#### [Objective]
Copy out every line of the data exactly.

#### [Records for this exercise]
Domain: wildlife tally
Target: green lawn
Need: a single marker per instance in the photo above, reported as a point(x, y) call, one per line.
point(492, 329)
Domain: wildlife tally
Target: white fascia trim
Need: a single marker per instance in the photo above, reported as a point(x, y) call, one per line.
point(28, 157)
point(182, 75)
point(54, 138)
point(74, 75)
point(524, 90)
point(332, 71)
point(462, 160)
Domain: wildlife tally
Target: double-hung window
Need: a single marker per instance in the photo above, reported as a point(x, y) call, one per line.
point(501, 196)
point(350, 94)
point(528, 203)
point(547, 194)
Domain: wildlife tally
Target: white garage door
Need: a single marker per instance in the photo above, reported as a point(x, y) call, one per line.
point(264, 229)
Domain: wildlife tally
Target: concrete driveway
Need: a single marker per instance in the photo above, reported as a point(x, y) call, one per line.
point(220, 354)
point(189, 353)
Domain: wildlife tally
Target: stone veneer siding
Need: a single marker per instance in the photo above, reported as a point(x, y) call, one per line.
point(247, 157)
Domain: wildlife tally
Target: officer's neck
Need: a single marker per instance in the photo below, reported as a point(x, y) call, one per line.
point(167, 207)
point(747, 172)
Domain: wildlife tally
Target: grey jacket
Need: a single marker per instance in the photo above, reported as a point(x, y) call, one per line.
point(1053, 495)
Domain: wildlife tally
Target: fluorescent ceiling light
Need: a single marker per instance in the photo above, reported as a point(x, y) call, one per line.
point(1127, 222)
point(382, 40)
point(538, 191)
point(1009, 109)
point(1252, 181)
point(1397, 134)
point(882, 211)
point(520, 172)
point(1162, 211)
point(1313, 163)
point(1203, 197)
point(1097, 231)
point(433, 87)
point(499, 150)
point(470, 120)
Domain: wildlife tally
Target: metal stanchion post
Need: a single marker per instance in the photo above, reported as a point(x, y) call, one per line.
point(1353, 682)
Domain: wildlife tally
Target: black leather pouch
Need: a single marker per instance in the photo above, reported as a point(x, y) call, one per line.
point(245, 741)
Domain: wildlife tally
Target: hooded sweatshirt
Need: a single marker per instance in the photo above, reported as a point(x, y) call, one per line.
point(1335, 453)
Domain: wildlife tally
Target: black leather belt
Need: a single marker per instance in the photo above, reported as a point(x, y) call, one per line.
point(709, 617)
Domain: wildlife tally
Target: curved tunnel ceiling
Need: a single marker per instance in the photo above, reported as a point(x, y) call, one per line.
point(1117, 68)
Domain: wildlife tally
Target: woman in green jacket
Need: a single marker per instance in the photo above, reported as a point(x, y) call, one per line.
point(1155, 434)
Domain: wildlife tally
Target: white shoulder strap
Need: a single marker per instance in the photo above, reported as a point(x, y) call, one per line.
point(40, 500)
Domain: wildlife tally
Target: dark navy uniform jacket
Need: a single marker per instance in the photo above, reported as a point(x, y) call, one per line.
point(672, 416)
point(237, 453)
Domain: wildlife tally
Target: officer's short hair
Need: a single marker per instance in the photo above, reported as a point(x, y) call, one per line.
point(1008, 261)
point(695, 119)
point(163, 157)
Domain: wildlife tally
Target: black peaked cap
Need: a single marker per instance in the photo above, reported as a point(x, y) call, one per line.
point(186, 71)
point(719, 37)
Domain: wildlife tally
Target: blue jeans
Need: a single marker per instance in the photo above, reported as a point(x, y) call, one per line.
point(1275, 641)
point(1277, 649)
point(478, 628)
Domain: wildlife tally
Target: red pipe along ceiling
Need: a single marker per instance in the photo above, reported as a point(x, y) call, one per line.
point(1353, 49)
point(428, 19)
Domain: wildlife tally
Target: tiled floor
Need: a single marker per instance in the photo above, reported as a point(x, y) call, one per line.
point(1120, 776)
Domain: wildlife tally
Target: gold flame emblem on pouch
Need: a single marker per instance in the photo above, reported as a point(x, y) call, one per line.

#### [Task solution]
Domain: wildlife tally
Target: green lawn
Need: a single marker per instance in the photo above, reported as a point(x, y) call, one per line.
point(492, 329)
Domain: wildlife tally
Target: white fascia trim
Need: a single marker per instance in the photo above, reported as a point(x, y) call, one per line.
point(28, 157)
point(182, 75)
point(54, 138)
point(74, 75)
point(524, 90)
point(332, 71)
point(462, 160)
Domain: wildlife tally
Target: double-hung window
Need: a single marker per instance in the photo above, reported as a point(x, y) call, one per line.
point(501, 196)
point(350, 94)
point(528, 203)
point(547, 194)
Domain: wildlife tally
Target: white garage door
Need: a single marker per instance in the photo above, reported as a point(x, y) call, one per line.
point(264, 229)
Domain: wildlife tally
Target: concrete driveway
Need: a single marker per instance in the photo above, reported as a point(x, y) call, one per line.
point(220, 354)
point(189, 353)
Domain: wildlife tally
Target: stone veneer siding
Need: a single marker per instance in the photo above, reported as a point(x, y) call, one per line.
point(247, 157)
Domain: wildlife tally
Target: officer's neck
Need: a single marker per instance in the photo below, reported as a point(x, y) call, one per line.
point(167, 207)
point(747, 172)
Domain: wildlife tally
Target: grey jacket
Need: a single marker per instance in the photo above, reported as a point(x, y) call, one per line.
point(1053, 495)
Domain: wildlife tally
Target: fluorescent ceiling light
Need: a single marker per instance in the photo above, reported as a point(x, y) call, one per line.
point(1127, 222)
point(382, 40)
point(538, 191)
point(1009, 109)
point(1252, 181)
point(1397, 134)
point(882, 211)
point(520, 172)
point(1162, 211)
point(1313, 163)
point(1203, 197)
point(1097, 231)
point(433, 87)
point(499, 150)
point(470, 120)
Domain: wildlife tally
Target: metal stanchion post
Need: a single marker per instance in the photo above, reported as a point(x, y) call, one per line.
point(1353, 682)
Domain: wildlife tally
Target: black leather pouch
Need: a single marker per instance in the photo above, reported as a point(x, y) call, one per line.
point(245, 741)
Domain: wildlife tally
Target: hooded sweatshirt
Need: a single marker per instance in the photo above, reported as a point(x, y) call, one per line.
point(1335, 453)
Domain: wildlife tally
Target: black leather belt
Need: a single marker per instance in the photo above, reported as a point(x, y) call, one per line.
point(709, 617)
Domain: wildlife tally
Target: curved tunnel ceiling
Need: a single marker per instance in the photo above, reported as a point(x, y) call, one per line.
point(1117, 68)
Domain: wildlife tally
Target: woman in green jacket
Need: a single marker per instance in the photo above, reported as a point(x, y) call, one per line.
point(1155, 434)
Domain: wildlife tally
Target: white shoulder strap
Need: a single marker per instance in the photo above, reported as a point(x, y) call, one per line.
point(40, 500)
Domain: wildlife tally
Target: dark navy uniform jacket
Need: a single marker per instance in the photo above, reported as a point(x, y) call, one per line.
point(672, 416)
point(237, 453)
Domain: wildlife tally
Target: officer's short hair
Need: a single marker per instance in the photo above, reported as a point(x, y) call, one per line.
point(1008, 261)
point(695, 119)
point(163, 157)
Domain: wildlife tally
Target: black peaked cap
Need: a single marker per instance in the photo above, reported as a point(x, y) call, one per line.
point(186, 71)
point(719, 37)
Domain: wildlife tally
Target: blue jeans
Need: a single marker per instance in the photo above, reported as a point(x, y) call, one per line.
point(1275, 641)
point(1277, 649)
point(478, 628)
Domain: wildlife tally
Target: red pipe along ceiling
Need: a single marker per instance in the photo above, reported as a point(x, y) call, one per line.
point(1353, 49)
point(428, 19)
Domain: wildlife tally
Target: tiled floor
Need: a single marker per instance in the photo above, reported as a point(x, y) call, one per line.
point(1120, 776)
Domain: wildlife tally
Target: gold flame emblem on pouch
Need: a single marker per instance in the photo above, reported as a point(x, y) call, one per line.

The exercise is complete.